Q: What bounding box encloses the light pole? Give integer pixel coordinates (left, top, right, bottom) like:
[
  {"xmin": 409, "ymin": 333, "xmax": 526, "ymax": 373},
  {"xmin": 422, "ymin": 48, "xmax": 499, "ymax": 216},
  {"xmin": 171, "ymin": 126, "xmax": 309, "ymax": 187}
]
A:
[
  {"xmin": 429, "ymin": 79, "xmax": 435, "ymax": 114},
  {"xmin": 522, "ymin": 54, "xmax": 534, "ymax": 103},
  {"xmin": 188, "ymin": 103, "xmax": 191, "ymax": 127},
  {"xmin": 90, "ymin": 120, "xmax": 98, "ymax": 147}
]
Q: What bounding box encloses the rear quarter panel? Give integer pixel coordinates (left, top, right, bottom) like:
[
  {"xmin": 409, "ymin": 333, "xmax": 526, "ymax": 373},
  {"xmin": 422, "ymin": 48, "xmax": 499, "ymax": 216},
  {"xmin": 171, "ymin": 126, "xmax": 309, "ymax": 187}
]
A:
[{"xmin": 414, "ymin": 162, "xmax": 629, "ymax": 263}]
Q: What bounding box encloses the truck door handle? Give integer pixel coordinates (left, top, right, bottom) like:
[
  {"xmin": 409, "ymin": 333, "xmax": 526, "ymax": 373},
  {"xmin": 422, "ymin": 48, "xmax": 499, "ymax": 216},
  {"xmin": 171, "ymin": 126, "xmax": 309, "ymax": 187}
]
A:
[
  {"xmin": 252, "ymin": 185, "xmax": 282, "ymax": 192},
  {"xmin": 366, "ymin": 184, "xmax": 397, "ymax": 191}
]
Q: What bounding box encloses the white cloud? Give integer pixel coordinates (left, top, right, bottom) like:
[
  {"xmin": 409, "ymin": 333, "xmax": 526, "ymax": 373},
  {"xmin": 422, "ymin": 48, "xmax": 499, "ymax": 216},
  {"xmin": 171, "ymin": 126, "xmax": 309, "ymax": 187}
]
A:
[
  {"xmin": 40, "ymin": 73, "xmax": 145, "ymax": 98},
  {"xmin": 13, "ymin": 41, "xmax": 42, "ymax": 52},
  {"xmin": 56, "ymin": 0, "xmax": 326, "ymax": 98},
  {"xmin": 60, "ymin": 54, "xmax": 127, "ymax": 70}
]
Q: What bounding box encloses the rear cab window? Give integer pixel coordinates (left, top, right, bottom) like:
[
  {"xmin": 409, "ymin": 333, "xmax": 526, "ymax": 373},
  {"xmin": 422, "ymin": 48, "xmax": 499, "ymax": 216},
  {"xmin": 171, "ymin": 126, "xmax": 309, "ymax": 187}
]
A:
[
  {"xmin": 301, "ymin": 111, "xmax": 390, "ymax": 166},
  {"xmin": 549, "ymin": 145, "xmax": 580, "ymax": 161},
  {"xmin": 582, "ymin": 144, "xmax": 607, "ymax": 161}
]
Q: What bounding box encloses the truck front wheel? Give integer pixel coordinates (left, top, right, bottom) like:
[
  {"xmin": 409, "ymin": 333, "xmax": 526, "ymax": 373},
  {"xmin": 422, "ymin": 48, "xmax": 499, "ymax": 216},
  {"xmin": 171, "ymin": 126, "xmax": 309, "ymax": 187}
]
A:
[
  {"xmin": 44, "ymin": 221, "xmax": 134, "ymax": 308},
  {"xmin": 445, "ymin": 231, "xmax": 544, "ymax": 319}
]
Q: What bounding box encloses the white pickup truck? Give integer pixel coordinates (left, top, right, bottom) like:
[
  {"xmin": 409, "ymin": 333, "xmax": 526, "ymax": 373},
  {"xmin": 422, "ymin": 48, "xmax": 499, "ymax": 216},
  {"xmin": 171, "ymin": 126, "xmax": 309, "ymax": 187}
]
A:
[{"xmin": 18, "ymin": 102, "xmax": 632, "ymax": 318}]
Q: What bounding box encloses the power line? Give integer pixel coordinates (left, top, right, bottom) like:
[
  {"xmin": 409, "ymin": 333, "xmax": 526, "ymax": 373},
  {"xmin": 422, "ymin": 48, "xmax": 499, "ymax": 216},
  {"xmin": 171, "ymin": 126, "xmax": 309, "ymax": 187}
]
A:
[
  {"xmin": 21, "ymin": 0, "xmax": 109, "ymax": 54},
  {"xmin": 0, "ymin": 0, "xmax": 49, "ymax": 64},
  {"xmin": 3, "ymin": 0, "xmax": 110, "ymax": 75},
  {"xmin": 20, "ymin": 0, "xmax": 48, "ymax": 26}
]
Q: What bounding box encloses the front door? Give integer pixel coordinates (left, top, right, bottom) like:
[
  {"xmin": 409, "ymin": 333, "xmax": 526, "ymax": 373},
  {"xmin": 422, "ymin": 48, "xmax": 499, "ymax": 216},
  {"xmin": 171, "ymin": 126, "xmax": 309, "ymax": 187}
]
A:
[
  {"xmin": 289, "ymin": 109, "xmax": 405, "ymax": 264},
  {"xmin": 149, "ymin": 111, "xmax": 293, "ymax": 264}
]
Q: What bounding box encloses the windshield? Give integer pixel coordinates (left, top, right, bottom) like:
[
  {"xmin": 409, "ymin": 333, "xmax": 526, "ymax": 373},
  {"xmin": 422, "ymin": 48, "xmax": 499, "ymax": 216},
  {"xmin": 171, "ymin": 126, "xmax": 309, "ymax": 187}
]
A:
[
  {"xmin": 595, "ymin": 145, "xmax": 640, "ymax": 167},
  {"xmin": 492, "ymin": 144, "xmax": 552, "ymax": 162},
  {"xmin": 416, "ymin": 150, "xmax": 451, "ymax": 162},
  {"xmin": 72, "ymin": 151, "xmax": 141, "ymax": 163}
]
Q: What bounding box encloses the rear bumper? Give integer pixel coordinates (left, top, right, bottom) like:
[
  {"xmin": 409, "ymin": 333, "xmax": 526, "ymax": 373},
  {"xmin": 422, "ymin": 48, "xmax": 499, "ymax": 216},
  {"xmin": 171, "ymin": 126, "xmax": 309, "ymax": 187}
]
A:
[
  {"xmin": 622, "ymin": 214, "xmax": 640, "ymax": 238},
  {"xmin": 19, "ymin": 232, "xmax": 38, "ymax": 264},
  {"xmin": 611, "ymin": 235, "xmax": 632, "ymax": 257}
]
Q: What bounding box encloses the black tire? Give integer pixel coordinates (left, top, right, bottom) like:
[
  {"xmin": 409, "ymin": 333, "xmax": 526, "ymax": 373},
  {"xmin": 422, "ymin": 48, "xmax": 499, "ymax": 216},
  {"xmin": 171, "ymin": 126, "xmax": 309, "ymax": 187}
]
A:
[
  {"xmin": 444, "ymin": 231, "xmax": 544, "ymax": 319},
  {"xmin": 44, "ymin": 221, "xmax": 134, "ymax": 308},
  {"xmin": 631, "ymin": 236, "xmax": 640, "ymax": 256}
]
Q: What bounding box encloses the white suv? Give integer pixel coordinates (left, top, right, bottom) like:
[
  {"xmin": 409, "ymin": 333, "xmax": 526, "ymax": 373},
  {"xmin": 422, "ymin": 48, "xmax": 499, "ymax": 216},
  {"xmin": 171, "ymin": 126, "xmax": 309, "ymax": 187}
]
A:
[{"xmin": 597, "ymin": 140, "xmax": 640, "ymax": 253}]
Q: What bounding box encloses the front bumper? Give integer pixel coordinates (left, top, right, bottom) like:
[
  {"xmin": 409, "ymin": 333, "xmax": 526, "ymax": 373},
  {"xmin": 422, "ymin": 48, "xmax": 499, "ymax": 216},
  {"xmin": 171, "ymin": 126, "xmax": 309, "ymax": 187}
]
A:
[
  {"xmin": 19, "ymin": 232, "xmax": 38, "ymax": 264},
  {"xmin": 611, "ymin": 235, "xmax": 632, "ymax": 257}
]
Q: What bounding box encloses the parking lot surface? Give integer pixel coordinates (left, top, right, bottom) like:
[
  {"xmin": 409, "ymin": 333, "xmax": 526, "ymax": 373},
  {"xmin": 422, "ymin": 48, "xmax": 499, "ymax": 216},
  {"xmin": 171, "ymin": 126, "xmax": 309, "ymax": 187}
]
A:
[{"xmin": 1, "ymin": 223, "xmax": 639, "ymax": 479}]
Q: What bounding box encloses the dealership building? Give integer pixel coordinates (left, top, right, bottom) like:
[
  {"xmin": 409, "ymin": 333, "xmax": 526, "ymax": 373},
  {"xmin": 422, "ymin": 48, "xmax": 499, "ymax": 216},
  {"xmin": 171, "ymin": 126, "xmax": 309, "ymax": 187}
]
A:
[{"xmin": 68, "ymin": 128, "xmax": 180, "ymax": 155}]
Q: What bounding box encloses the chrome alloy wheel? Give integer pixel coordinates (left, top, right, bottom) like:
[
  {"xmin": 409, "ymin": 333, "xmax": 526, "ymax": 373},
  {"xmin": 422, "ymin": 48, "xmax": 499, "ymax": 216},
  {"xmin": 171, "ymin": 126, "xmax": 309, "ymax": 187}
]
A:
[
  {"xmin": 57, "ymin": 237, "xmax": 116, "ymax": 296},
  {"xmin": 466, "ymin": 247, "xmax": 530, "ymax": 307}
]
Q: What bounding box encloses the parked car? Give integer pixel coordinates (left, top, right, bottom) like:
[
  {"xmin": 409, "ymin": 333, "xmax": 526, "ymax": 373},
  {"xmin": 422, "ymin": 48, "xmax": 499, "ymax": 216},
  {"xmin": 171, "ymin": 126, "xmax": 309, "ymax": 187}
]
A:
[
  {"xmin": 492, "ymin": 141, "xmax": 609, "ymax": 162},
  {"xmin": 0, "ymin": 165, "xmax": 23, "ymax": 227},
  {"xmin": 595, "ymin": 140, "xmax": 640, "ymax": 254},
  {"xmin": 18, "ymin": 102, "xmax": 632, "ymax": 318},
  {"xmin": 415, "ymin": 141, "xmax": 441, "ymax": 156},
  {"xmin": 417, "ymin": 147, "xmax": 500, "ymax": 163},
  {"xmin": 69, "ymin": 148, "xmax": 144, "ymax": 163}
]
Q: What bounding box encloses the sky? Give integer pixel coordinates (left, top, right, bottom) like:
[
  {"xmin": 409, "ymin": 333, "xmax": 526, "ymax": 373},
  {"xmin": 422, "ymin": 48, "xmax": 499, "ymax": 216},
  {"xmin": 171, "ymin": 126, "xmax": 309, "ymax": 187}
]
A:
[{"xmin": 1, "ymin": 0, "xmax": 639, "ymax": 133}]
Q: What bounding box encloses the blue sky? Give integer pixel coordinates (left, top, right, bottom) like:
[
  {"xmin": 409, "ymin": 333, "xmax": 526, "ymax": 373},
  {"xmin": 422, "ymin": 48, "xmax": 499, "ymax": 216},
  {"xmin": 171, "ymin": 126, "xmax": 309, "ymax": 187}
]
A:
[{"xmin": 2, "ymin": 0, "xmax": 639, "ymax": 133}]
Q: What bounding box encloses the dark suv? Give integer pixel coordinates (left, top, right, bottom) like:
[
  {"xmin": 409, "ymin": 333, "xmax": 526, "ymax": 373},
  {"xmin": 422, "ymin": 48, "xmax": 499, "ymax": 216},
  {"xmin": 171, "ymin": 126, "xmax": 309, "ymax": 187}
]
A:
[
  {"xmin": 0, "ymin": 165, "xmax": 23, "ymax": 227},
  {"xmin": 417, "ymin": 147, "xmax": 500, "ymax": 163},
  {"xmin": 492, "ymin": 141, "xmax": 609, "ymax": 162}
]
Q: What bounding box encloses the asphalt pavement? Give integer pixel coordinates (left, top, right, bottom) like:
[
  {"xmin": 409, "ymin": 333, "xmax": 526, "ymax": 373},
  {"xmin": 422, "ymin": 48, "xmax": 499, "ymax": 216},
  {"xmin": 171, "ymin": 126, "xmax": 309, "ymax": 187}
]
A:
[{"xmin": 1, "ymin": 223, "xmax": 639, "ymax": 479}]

* * * * *

> Problem details:
In the entries above, some lines hold the string "front". Copy each of them.

> Written response:
Q: What bounding box encloses the truck front wheel? Give integer pixel coordinates (left, top, right, bottom) like:
Q: What bounding box encloses the front door? Give integer pixel coordinates (left, top, right, bottom) like:
Q: What bounding box encloses the front bumper? Give integer pixel coordinates (left, top, right, bottom) like:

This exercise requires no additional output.